AIM
Copy every one of the rows below word for word, changing nothing.

RECORDS SHOWN

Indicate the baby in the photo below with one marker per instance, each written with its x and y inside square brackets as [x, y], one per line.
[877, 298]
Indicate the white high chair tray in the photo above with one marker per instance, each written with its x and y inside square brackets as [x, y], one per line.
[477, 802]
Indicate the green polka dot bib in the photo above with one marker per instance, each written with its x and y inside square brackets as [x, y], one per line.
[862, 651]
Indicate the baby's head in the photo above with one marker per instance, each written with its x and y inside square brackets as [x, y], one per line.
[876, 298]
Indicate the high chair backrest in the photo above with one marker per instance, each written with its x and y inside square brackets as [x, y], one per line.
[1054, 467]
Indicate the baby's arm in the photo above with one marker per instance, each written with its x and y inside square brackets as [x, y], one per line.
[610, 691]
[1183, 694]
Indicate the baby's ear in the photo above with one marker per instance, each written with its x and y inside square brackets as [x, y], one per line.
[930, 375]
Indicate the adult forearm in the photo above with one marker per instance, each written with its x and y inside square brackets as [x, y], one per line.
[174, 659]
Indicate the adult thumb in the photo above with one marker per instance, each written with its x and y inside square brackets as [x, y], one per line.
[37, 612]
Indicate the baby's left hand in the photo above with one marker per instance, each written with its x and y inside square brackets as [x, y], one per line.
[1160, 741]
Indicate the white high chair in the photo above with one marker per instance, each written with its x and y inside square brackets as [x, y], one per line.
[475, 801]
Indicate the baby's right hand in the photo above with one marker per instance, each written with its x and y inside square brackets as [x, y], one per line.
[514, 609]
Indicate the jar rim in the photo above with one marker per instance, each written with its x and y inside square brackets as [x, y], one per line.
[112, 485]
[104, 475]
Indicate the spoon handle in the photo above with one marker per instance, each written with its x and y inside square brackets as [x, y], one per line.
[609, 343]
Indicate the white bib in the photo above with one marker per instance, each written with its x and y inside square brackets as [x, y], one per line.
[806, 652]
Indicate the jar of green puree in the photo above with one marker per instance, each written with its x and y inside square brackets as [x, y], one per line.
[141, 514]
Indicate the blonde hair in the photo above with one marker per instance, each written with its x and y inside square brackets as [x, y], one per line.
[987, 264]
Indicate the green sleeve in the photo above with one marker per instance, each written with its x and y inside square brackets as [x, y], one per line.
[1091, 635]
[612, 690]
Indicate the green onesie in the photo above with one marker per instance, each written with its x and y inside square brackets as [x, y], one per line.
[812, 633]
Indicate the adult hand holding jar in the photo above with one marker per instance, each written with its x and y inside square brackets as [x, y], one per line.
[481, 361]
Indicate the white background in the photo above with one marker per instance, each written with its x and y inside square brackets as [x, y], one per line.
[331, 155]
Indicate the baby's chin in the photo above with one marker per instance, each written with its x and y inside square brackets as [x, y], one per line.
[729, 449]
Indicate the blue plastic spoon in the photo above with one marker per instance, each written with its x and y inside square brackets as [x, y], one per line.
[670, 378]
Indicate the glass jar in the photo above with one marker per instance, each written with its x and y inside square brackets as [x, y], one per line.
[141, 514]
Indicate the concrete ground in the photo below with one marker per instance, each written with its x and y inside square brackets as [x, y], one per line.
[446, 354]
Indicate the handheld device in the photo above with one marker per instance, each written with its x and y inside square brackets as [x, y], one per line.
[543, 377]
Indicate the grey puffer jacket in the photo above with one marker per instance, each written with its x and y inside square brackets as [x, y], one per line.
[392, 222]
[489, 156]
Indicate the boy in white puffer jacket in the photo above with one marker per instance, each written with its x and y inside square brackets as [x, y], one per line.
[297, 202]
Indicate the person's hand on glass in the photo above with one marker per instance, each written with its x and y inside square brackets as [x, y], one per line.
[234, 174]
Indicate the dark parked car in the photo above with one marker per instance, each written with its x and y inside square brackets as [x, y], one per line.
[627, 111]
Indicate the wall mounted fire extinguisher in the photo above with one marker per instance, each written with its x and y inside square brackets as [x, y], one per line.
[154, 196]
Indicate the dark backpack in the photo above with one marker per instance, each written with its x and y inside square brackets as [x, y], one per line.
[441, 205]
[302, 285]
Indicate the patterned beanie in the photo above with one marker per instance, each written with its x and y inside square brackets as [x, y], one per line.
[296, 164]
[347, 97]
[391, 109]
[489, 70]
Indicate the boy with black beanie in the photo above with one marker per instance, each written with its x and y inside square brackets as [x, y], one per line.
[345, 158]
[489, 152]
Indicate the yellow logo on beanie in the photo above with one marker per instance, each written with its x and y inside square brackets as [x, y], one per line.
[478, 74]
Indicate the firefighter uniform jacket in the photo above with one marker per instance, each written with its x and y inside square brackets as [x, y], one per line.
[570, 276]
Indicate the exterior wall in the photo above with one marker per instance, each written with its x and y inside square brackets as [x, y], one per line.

RIGHT ANSWER
Indicate the baby in the photo below with one marker per instance, each written with its x and y inside square brackets as [x, y], one per line.
[877, 298]
Indicate the white high chair tray in the photo above with one marker per instance, each written with its x and y inside square brackets as [x, y], one per line.
[477, 802]
Indicate the green polka dot bib in the photo above with one marker per instance, each written with its x and y inside square brackets as [x, y], one per line.
[862, 651]
Indicate the baby's head in the photo above with one marker per instance, each written with its x and y inside square brackets as [x, y], one per line.
[876, 298]
Indicate the high chair backrest in the photo above with one marker per instance, each written with its x and y inside square brackets as [x, y], one per line.
[1054, 467]
Indicate the baby's arm in the photo above with one marker per instance, each written with its x and y inside square brackets as [x, y], one per line.
[610, 691]
[1183, 694]
Indicate the baby's ear in the photo above with one marker per instance, each written with its x and y inside square brackets as [x, y], one per line.
[930, 375]
Indicate the adult forearm in the photo above with one marker per instance, each written with its x and y inside square brackets as [x, y], one per line.
[174, 659]
Indicate the adult thumb in the photo above with one marker per instance, each written with its x and y inside square brackets as [x, y], one per line.
[37, 612]
Indicate the baby's left hand in the photo above with one marker per instance, each written with its x and y inside square brackets as [x, y], one per line.
[1160, 741]
Indicate the white high chair in the photo above with one marker per instance, each written with its x and y inside square brackets as [x, y], one per line.
[475, 801]
Indicate the baby's right hand in the photo above with one marker per instance, each written with its x and y inside square brackets as [x, y], one per line.
[514, 609]
Indicate the jar rim in the photo above with one marker per instance, each written with its x and y inside square brackets as [x, y], one per line.
[112, 485]
[104, 475]
Indicate the spoon handle in the photo above with one marker per instance, each written with its x and y inside square brackets as [x, y], one per line.
[609, 343]
Indicate the white bib in the photo above with one marker per instance, each written with its x and y inside square brackets as [x, y], one per line.
[806, 652]
Indicate the jar of green puree in the photo above with one marker per instance, each written with its x and y inside square brackets as [x, y], one per line.
[141, 514]
Indicate the blonde hair in the photo above with one marker per instance, each written with its x and y inside square brackets as [x, y], one per line.
[987, 264]
Indicate the green sleeve in the photo above with one marker per instance, each written with its x and y inside square brackets as [x, y], one per line.
[1091, 635]
[612, 690]
Indicate the green onesie in the photo above with one marker per instance, each written with its x and y inside square brackets as [x, y], one per line.
[812, 633]
Indicate the adult hand holding jar in the photo above with one marker per instance, each written with its x and y inside square brackets as [x, y], one per line.
[481, 361]
Indicate the white background in the photo above with one marker per instance, each written with its x and y inside square brackets as [x, y], one per line.
[331, 155]
Indicate the baby's chin in the photo above with one marker per instance, each written with its x and y inside square brackets as [x, y], one per line.
[729, 449]
Indicate the blue plastic spoon in the photo above with one marker per instance, each written with its x and y inside square brackets as [x, y], one per line.
[670, 378]
Indicate the glass jar in the photo above with one marker per instance, each written with its x and y inside square brackets as [x, y], one per line.
[141, 514]
Indicate the concrete ground in the photo below with one marker per instance, each written with its x and y inside square brackets as [x, y], one per line.
[446, 354]
Indicate the handheld device in the photo above with one marker per instance, each written with its x and y inside square brackets as [x, y], one per line.
[543, 377]
Indicate the grey puffer jacket in the photo above with one marker per instance, each written with its x and y inside square brackets as [x, y], one per line.
[392, 222]
[489, 156]
Indicate the boy in white puffer jacket in the photo above with one marker per instance, each written with its x and y inside square brackets as [x, y], one per line.
[297, 202]
Indicate the person's hand on glass in the photo above with one marker per instance, each written with its x and y inside square brackets as [x, y], one per line.
[234, 174]
Indicate the dark parked car in the photo above with one marker per instance, each written with its x and y inside square brackets as [x, y], one per line.
[627, 111]
Indicate the wall mounted fire extinguisher in the photo above with one marker per instance, each written with its x and y inside square brackets as [x, y], one per line.
[154, 196]
Indicate the dark backpack in the photo above with one marker per instance, each written with its x and y inside square brackets as [x, y], one per line.
[441, 205]
[302, 285]
Indicate the patterned beanie in the photo above with one marker per instance, each written with its x and y inside square brackets as [x, y], one per line.
[296, 164]
[347, 97]
[391, 109]
[489, 70]
Indicate the boy with black beanie in the photo above with one marker per instance, each written with its x and y inside square brackets as [x, y], one per line.
[345, 158]
[489, 152]
Indicate the yellow logo on beanie in the photo above with one marker per instance, each written with its x and y inside square brackets as [x, y], one per line.
[478, 74]
Indicate the firefighter uniform jacket in the photo above with one marker per instance, each written with its x and y inside square brackets as [x, y], one per line.
[570, 276]
Indicate the exterior wall in the photo above with one marker per instance, each written with its x and y inside square brackets as [x, y], one per line.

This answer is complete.